- [DATA EXCERPTS]:
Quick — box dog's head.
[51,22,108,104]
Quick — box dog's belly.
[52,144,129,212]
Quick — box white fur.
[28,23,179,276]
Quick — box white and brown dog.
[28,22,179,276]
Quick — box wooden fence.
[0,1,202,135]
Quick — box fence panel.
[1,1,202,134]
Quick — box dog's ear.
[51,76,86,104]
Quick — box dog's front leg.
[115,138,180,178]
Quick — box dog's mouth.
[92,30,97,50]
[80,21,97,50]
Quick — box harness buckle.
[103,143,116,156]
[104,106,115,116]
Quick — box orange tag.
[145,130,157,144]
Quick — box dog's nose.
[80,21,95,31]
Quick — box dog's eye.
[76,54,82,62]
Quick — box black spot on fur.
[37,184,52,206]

- [GOAL OF THE EXERCISE]: Copy the lines of the material above without changing anything, beginning at the line that contains "Quick — box dog's belly." and ending after the line that contains "[80,21,97,50]".

- [WRITTEN ANSWER]:
Quick — box dog's belly.
[52,144,129,212]
Quick — box white fur.
[28,23,179,276]
Quick — box white and brown dog.
[28,22,179,276]
Quick — box wooden fence.
[0,1,202,135]
Quick — box fence panel.
[1,1,202,134]
Quick — box dog's ear.
[51,76,86,104]
Quick — box dog's front leg.
[115,138,180,178]
Quick — box dog's mouth.
[92,30,97,50]
[80,21,97,50]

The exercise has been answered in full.